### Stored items
§
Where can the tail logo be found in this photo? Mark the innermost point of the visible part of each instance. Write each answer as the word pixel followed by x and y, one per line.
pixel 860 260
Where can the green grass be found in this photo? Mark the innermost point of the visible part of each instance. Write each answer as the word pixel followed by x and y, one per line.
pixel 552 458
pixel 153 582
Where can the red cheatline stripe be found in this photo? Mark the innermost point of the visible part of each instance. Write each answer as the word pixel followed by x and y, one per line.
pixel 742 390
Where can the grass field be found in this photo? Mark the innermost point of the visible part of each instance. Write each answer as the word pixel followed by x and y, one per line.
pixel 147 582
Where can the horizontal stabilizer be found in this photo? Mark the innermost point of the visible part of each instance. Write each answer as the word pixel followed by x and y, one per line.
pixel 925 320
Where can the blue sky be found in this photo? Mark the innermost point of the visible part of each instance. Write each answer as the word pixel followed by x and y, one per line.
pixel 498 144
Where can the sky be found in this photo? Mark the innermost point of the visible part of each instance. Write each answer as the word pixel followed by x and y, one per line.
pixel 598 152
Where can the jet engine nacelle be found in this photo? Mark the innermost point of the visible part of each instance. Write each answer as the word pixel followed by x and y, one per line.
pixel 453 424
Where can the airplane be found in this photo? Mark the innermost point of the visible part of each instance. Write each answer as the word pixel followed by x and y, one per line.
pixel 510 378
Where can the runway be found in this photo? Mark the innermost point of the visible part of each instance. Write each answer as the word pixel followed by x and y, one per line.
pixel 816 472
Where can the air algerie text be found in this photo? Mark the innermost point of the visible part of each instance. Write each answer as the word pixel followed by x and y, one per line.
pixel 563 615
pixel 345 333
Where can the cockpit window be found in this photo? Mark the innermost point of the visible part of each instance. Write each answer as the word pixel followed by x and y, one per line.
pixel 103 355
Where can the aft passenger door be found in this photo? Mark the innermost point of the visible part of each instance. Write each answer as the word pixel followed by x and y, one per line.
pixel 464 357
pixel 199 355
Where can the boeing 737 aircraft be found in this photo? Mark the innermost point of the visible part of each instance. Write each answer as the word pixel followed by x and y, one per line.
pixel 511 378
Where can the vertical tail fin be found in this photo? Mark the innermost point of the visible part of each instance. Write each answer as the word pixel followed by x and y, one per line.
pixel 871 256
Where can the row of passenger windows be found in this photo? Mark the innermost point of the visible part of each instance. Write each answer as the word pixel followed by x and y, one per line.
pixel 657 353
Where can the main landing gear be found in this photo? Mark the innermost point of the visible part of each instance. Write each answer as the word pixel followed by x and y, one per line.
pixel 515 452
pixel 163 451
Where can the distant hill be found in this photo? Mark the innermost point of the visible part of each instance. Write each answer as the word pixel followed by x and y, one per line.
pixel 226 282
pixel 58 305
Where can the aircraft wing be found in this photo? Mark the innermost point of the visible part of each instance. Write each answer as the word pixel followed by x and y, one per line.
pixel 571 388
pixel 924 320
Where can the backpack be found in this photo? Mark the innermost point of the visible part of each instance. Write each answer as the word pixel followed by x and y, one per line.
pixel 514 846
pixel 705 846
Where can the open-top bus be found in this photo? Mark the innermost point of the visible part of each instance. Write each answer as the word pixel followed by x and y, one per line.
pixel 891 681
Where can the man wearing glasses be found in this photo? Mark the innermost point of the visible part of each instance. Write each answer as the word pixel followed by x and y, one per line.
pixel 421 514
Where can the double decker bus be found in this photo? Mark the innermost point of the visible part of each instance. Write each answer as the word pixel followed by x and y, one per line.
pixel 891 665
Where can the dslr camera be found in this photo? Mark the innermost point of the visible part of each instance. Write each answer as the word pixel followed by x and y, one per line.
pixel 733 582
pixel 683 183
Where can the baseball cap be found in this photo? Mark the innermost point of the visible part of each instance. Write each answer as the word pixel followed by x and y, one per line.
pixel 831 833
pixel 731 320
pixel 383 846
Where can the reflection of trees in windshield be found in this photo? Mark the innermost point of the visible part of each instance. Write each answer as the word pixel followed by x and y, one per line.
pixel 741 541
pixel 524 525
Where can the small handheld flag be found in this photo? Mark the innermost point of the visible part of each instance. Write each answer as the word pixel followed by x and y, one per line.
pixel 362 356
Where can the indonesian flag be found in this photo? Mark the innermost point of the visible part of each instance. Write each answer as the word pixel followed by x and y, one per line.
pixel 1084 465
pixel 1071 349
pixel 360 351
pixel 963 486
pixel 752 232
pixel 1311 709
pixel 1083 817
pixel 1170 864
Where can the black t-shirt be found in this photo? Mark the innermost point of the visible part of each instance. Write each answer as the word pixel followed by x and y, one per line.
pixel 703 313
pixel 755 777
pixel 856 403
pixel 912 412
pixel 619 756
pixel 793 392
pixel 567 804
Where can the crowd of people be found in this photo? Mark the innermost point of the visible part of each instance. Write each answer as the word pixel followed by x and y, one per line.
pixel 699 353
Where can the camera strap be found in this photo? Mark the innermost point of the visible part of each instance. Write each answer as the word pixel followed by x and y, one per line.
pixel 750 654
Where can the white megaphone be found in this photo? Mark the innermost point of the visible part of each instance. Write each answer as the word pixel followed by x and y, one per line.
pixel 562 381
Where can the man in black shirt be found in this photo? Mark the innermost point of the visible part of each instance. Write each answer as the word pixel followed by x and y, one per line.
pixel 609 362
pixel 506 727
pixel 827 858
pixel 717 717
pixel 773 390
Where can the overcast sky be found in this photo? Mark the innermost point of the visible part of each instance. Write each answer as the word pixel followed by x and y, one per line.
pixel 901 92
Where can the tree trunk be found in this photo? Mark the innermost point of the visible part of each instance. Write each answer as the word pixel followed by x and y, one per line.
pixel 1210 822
§
### WORK TO BE COMPLETED
Could you give the records above again, exactly and in full?

### OUTPUT
Where can the tail logo be found in this photo? Mark the innermost point of the visible part of each instance. Write each answer as the word pixel followed by x and y, one per line.
pixel 860 260
Where can the green grass be found in this photo? Mark the innermost point of the visible part of each instance. Write each answer as the word pixel followed by x and y, one per line.
pixel 552 458
pixel 153 582
Where can the red cheatline stripe be found in this photo? Mark the innermost point of the visible part of each instance. Write each answer as the word pixel followed by x and y, one per line.
pixel 742 390
Where can the grass field be found in this photo? Mark the innermost point of the visible part of each instance. Write each answer as the word pixel followed by x and y, one per line.
pixel 147 582
Where can the horizontal stabilizer be found in this photo? Mark the innermost point of the visible part of each instance. Write each answer as the word pixel followed by x and y, one per line.
pixel 925 320
Where can the blue sky be found in this photo? Mark the innermost point of the visible part of each instance. Write each answer as the word pixel followed by x and y, one per line.
pixel 498 144
Where can the sky be found in this photo? Mark the innermost point of the visible part of each instance. Write each answer as the word pixel followed by x and y, one per line.
pixel 598 152
Where can the jet engine nacelle be found in this photo? Mark the innermost point of the visible part of each instance. Write each answer as the word pixel followed by x and y, one per line.
pixel 453 424
Where can the airplane be found in this photo? Mark the innermost point of the visible part of each instance. Write each answer as the word pixel followed by x and y, one per line.
pixel 510 378
Where can the runway be found in this photo? Mark the innermost point of the visible part of each instance. Write each answer as the word pixel followed by x and y, one per line.
pixel 816 472
Where can the air algerie text be found in this photo? Mark the innermost point of the visible part of each instance. Write each answer as the word pixel followed by x and y, one per line.
pixel 563 615
pixel 345 333
Where can the cockpit window be found in this photo? Mark the innermost point of the visible part of each instance. Write each answer as the word pixel followed by x and y, one per line.
pixel 103 355
Where can the aft passenger door be found in this photo? Mark the innermost point of the visible part of each instance. Write each answer as the word pixel followed by x and y, one per line.
pixel 464 357
pixel 199 355
Where can the boeing 737 aircraft be found in this photo? Mark the innermost point of the visible part of each instance. Write each answer as the word pixel followed by x and y, one per line.
pixel 511 378
Where can the vertical tail fin be found in this photo? Mark the innermost point of the visible part of each instance. Write each answer as the word pixel followed by x and y, one per line.
pixel 871 256
Where can the row of passenger windows be found in this photo? Mark the innermost point of the visible part of each instance. Write each answer as the word pixel followed by x and y, one per line.
pixel 657 353
Where can the main landing gear be found in this photo? Mark the innermost point of the visible part of each instance. Write each answer as the word pixel followed by x and y, one per line.
pixel 515 452
pixel 163 451
Where can the distant hill be found in this photo? Mark the innermost point of the visible part of each instance. Write each answer as the word pixel followed by x and y, one per line.
pixel 226 282
pixel 58 305
Where can the aircraft wing be found in this photo? Mark the innermost point of the visible part of each instance. Write each answer as the word pixel followed by x and y, one per line.
pixel 571 388
pixel 924 320
Where can the backpack be found in this photo? Mark the innermost point of the visible part of each instance. Write each answer as the word pixel followed by x and y, one per line.
pixel 514 846
pixel 705 846
Where can the open-top bus be found in this photo? Mark the innermost point of the visible part of each instance. Write each answer as the word pixel followed by x and y, one per line.
pixel 891 681
Where can the man wearing glasses be found in this photo? Mark the innermost point of the visible part of each instance. Write each answer as the word pixel followed by x and y, one per line.
pixel 421 514
Where can the double decker bus be found in this photo? Mark the innermost point of the visible part of each instance. Write each answer as the word pixel followed by x and y, one per line.
pixel 891 665
Where can the dslr camera be found in this photo? Mark the innermost point of the visible part of each instance. Write each answer as the word pixel followed by x and y, one per line.
pixel 733 582
pixel 683 183
Where can the baseball cap be found in this photo? Mark the innermost point of the visible part of each instance. Write each answer as the word pixel followed by x and y, one per line.
pixel 831 833
pixel 731 320
pixel 383 846
Where can the reflection of trees in windshield be found in this photo? Mark the innermost point of the visible part of each instance. Write each answer as the word pixel followed by x and y, one per line.
pixel 741 541
pixel 524 525
Where can the small handheld flag be found in this photo? Mark the innermost point of the visible part of each instance. Write each answer as the word pixel followed by x and y, one per line.
pixel 362 356
Where can the indonesian flag be found in this photo? Mark the innermost point of the visible part of each instance. Write each answer as the word pixel followed by x and y, one per line.
pixel 1084 465
pixel 1071 349
pixel 360 351
pixel 963 486
pixel 752 232
pixel 1311 709
pixel 1083 817
pixel 1170 864
Where can the black t-shirt be found in this photo? Mark the innermost point of the visible part of each instance. Write each answer as the word pixel followed by x and y, one per line.
pixel 703 313
pixel 755 777
pixel 856 403
pixel 912 412
pixel 619 756
pixel 793 392
pixel 567 804
Where can the crowd of people be found in this photo? Mark the innermost point of the visible part of each instance. Write each answer as the word pixel followed by x and y, one per line.
pixel 699 353
Where can the camera strap be found in this photo? Mark the innermost point of the visible part of each instance. Write each answer as the word pixel followed by x and y, one per line.
pixel 750 654
Where can the white megaphone be found in this photo? Mark the innermost point of the visible part of each instance. Write each answer as the word pixel followed by x and y, one per line.
pixel 562 381
Where can the man in black shirt be found in this photo? Mark the innermost point of the visible part of each instance. Write each answer as the word pixel followed by x and y, one per line.
pixel 609 362
pixel 506 727
pixel 827 858
pixel 717 717
pixel 773 390
Where can the overcast sky be found in this photo? Mark the innermost point of the visible part of each instance. Write each answer as the word pixel followed by x and y, one per line.
pixel 901 92
Where can the tree trunk be found in this photo? Mark the innermost point of the visible part of each instance. Write each answer as the word pixel followed by x and y, one per line.
pixel 1210 822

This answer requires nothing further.